YOUR TASK: Each line in the listing is to be restated exactly.
___ SOURCE INFORMATION
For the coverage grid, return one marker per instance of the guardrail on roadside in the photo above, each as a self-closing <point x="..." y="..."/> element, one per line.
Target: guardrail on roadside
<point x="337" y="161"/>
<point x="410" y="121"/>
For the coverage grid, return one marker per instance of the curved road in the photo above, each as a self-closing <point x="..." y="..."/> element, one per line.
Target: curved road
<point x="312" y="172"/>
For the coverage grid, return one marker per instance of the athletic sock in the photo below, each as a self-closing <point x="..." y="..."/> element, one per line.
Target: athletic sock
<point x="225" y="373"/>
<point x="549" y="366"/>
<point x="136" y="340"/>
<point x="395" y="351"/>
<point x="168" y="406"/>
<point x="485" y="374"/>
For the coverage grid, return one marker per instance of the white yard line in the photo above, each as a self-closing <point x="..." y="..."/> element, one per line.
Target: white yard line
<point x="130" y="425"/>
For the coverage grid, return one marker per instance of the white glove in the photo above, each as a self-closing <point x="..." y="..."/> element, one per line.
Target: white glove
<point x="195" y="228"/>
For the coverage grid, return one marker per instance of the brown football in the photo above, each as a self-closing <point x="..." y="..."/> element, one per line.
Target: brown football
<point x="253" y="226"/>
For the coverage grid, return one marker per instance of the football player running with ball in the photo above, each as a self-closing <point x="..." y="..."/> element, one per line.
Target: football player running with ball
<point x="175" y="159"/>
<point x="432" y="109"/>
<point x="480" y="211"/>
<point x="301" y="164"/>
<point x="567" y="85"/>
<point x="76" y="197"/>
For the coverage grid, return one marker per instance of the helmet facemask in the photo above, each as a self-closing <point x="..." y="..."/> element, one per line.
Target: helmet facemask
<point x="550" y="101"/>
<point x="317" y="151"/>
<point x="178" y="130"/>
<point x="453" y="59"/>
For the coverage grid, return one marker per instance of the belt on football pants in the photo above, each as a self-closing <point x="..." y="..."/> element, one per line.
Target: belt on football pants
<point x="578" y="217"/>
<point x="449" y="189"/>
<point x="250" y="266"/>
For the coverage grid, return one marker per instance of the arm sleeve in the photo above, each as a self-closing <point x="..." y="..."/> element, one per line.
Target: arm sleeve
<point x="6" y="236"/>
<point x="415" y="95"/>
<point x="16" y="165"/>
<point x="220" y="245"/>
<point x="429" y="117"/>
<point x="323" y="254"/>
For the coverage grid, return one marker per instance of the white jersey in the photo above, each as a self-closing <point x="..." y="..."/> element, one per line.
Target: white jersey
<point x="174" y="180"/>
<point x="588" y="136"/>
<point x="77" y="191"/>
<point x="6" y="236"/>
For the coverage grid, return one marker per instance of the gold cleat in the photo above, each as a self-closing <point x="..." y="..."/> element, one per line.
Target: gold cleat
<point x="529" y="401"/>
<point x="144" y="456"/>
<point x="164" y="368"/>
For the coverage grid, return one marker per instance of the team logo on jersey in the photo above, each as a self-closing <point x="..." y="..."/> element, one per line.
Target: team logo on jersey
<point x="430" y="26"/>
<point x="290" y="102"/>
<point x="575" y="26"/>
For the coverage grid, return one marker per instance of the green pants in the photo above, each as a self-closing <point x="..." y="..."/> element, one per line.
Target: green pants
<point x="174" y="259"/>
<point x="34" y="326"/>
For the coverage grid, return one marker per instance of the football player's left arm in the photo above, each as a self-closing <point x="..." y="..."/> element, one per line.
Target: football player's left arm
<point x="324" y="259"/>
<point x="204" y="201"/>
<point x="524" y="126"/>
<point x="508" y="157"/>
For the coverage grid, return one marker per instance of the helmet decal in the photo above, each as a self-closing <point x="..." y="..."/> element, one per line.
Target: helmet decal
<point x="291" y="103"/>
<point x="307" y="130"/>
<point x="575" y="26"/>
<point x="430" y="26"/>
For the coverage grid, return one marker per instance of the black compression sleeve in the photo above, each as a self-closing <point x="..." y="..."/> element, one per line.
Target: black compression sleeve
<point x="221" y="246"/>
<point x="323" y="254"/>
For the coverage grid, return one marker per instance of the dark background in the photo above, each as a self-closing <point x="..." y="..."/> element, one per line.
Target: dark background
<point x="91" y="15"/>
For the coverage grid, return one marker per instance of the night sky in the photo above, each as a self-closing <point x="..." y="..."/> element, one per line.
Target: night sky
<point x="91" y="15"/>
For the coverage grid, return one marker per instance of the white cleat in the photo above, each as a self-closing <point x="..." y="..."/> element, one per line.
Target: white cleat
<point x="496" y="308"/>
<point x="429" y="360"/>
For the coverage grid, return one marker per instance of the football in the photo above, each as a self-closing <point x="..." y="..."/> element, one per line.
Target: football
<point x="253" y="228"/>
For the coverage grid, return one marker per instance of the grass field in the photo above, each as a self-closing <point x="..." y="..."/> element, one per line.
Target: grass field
______
SOLUTION TO THIS EXERCISE:
For the coverage grid, return one marker per instance of the guardrail on roadside in the photo above, each as a self-closing <point x="..." y="..."/> element, one per line.
Target: guardrail on roadside
<point x="337" y="161"/>
<point x="410" y="121"/>
For the coverage grid, return one marker per instance of the curved road in the photo above, each as a self-closing <point x="..." y="..."/> element, one per line.
Target: curved road
<point x="312" y="172"/>
For the coverage grid, return one marker per instance of the athletic sock in the photo below, each as a self-closing <point x="..." y="..."/> element, one per line.
Target: athletic sock
<point x="225" y="373"/>
<point x="549" y="366"/>
<point x="136" y="340"/>
<point x="395" y="351"/>
<point x="168" y="406"/>
<point x="485" y="374"/>
For the coverage grid, return one marker per instance of the white yard line in the photo above, each as a self-closing <point x="..." y="..."/> element, one per line.
Target: white yard line
<point x="130" y="425"/>
For the coverage grid, return one marker per instance of the white glove in the photo above, each as a self-closing <point x="..." y="..."/> element, one per line.
Target: white glove
<point x="195" y="228"/>
For the coverage grid, return one marker per instance of the brown football in the photo above, each as a self-closing <point x="..." y="..."/> element, one per line.
Target: brown football
<point x="253" y="226"/>
For the coverage grid, return one marker per instance of the football player running with ball in the photo above, each as a self-closing <point x="..." y="..."/> element, one per line.
Target: football player running with ball
<point x="175" y="159"/>
<point x="432" y="109"/>
<point x="480" y="211"/>
<point x="301" y="164"/>
<point x="567" y="85"/>
<point x="76" y="197"/>
For the coverage grid, return one marker per instance of the helmet facemask in the photo above, each as a self-closing <point x="..." y="..."/> element, one per line.
Target: helmet facemask
<point x="550" y="101"/>
<point x="317" y="151"/>
<point x="178" y="130"/>
<point x="453" y="59"/>
For the coverage grid, return one marker per instance of the belt on football pants in the photo above, each as a self-closing <point x="..." y="..."/> element, one per line.
Target: belt on football pants
<point x="578" y="217"/>
<point x="449" y="189"/>
<point x="250" y="266"/>
For the coverage grid, return one marker per instance of the arm sleeve in the photo above, each as a self-closing <point x="..." y="..."/> element, one per line.
Target: arm sleeve
<point x="6" y="236"/>
<point x="415" y="95"/>
<point x="16" y="165"/>
<point x="220" y="245"/>
<point x="429" y="117"/>
<point x="323" y="254"/>
For the coverage grid, return one marker per instance of the white jersey in the photo above, each as a self-closing <point x="..." y="..."/> element, one per line.
Target: white jersey
<point x="174" y="180"/>
<point x="588" y="136"/>
<point x="77" y="191"/>
<point x="6" y="236"/>
For the coverage grid, return one marker per instance of the gold cleat in the photo above, each as a self-closing <point x="..." y="..."/> element, one per line.
Target: gold cleat
<point x="529" y="401"/>
<point x="144" y="456"/>
<point x="164" y="368"/>
For the coverage grid, return one marker per instance of the team logo on jersey in the photo above, each as a self-closing <point x="..." y="..."/> element, one per line.
Target: team logo on jersey
<point x="430" y="26"/>
<point x="290" y="102"/>
<point x="575" y="26"/>
For the coverage grid, return one marker per instance of the green pants in the photo above, each as a self-closing <point x="..." y="..."/> element, one per line.
Target: green pants
<point x="174" y="259"/>
<point x="34" y="326"/>
For the coverage grid, return one marker per instance of the football player's left arm in the photo above, each as a self-closing <point x="..." y="..."/> element, one per line.
Target: football player's left arm
<point x="324" y="259"/>
<point x="204" y="201"/>
<point x="524" y="126"/>
<point x="508" y="157"/>
For the coverage grid, return one marker per instance of the helmet decal in the photo above, each as a self-closing <point x="..." y="..."/> element, one per line.
Target: helmet decal
<point x="291" y="103"/>
<point x="307" y="130"/>
<point x="575" y="26"/>
<point x="430" y="26"/>
For the coverage grid, return one marker per instance of the black compression sleeve in the photo above, each as a self-closing <point x="..." y="..."/> element, one per line.
Target: black compression sleeve
<point x="221" y="246"/>
<point x="323" y="254"/>
For the coverage grid, return one marker per instance of the dark background in the photo above, each as a self-closing <point x="..." y="..."/> element, one per line.
Target: dark background
<point x="91" y="15"/>
For the coverage grid, return one marker per instance of the night sky in the photo above, each as a self-closing <point x="..." y="..."/> element, one per line.
Target: night sky
<point x="91" y="15"/>
For the coverage grid, return one marker per instance of the white cleat in the photo above, each as a self-closing <point x="..." y="..."/> element, one per line.
Target: white cleat
<point x="496" y="308"/>
<point x="429" y="360"/>
For the coverage grid, return one marker per instance of the football in the photo above, each as a self-closing <point x="..." y="..."/> element, one per line.
Target: football
<point x="253" y="228"/>
For the coverage grid, return one marker per instance of the grass field in the photo above, each as a self-closing <point x="..." y="..."/> element, one per line.
Target: grass field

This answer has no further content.